Instruction: Carry on the blog post comparing CodeQL and Semgrep, starting right after its last sentence.

A Deeper Look at Modern SAST Tools
Now that we have some resources and know a bit about CodeQL and Semgrep, let’s dive in and take a deeper look at them both. While both tools are good examples of modern static analysis tools they are quite different. As I said in the first blog post, I don’t think one is necessarily right or wrong in their approaches, I think they are complementary. I want to get deeper into why I feel that’s the case and talk about some of the times you may want to choose one over the other. I’m going to leave a comparison of writing CodeQL queries to Semgrep rules to another post because there is so much to cover there and I just don’t think I could cover it here while doing it justice.
Use Cases
I’ll start by saying that for both CodeQL and Semgrep there is the use case that I care about, augmenting my vulnerability research workflow to aid in identification of security vulnerabilities in a given code base, and the use case that both GitHub and R2C are primarily trying to sell you, leveraging these tools as a major component of your shift left strategy. They are targeting replacing your existing SAST or becoming your first implementation of it for companies that haven’t rolled one out yet. Their goal is integration into your CI pipeline to run either on an interval or as part of your code review process and identify issues before they make it into production. This is clear from their licensing models which we’ll talk about shortly.

Records from a dataset

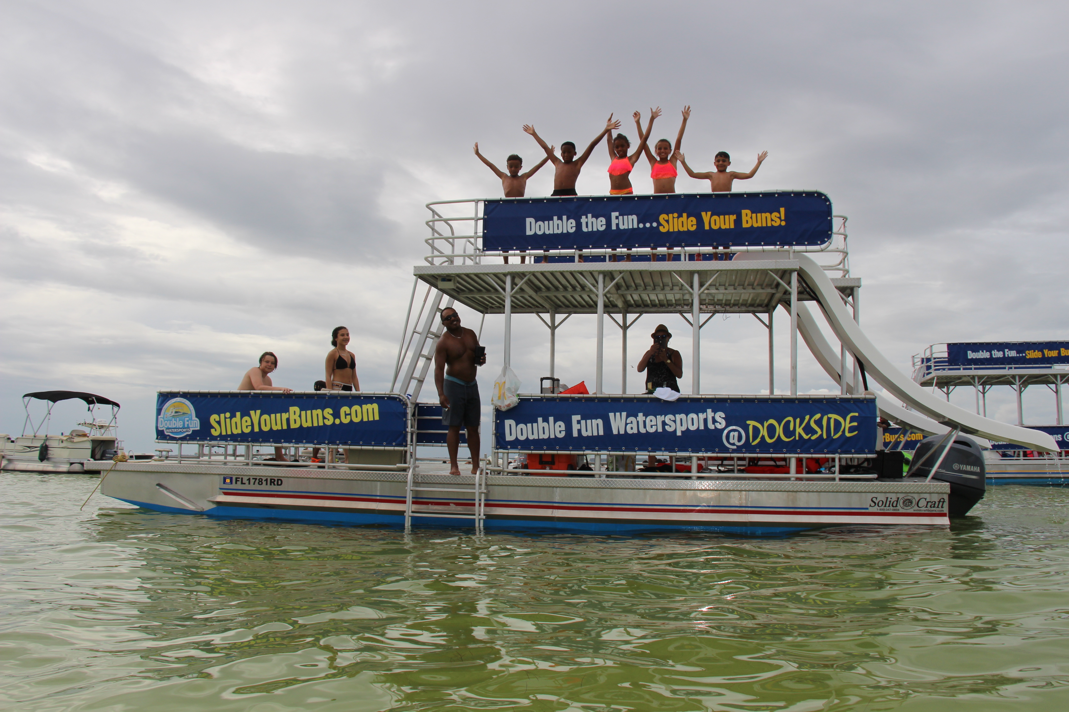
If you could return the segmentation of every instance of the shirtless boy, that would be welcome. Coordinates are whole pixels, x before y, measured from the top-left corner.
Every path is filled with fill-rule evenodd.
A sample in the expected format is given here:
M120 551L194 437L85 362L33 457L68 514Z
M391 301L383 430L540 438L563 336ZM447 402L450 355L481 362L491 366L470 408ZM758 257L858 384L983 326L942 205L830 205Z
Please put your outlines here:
...
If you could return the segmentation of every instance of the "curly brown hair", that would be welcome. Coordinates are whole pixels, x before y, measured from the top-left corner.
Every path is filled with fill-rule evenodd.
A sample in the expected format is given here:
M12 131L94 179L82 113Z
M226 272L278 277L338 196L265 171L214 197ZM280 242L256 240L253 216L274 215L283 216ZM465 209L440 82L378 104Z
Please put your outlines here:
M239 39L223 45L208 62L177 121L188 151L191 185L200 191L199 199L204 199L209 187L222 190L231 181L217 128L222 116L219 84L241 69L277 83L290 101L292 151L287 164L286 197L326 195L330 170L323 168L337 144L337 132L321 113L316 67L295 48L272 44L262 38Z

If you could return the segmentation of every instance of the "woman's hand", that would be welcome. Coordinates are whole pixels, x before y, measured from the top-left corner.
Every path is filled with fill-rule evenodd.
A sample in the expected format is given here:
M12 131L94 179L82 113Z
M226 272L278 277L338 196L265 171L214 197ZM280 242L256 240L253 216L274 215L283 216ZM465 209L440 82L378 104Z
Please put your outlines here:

Answer:
There are several categories of issues that either can be leveraged for:
- Security vulnerabilities
- Non-security bugs
- Style enforcement/linting
Both tools come with a library of queries and rules that implement detections for examples from these with the ability to write your own. I haven’t spent much time evaluating the library that comes with each to really speak to the quality or comprehensiveness because in most of my uses, I’ve written custom rules to detect very specific conditions fairly tailored to the code base itself rather than a general rule. This was mostly used to perform variant analysis to identify other locations where a specific vulnerability pattern existed or to perform data flow analysis while eliminating cases where a specific step was taken which would eliminate the vulnerability (eg. sanitizing input for a SQL query). My assumption is that the generic queries and rules in these libraries are probably fairly limited except for the most egregious issues in order to avoid false positives and apply to the widest possible set of code bases. The included libraries are something that I’d like to take a deeper look at in the future but from skimming through them, they don’t seem like they would be particularly helpful on their own for my use case.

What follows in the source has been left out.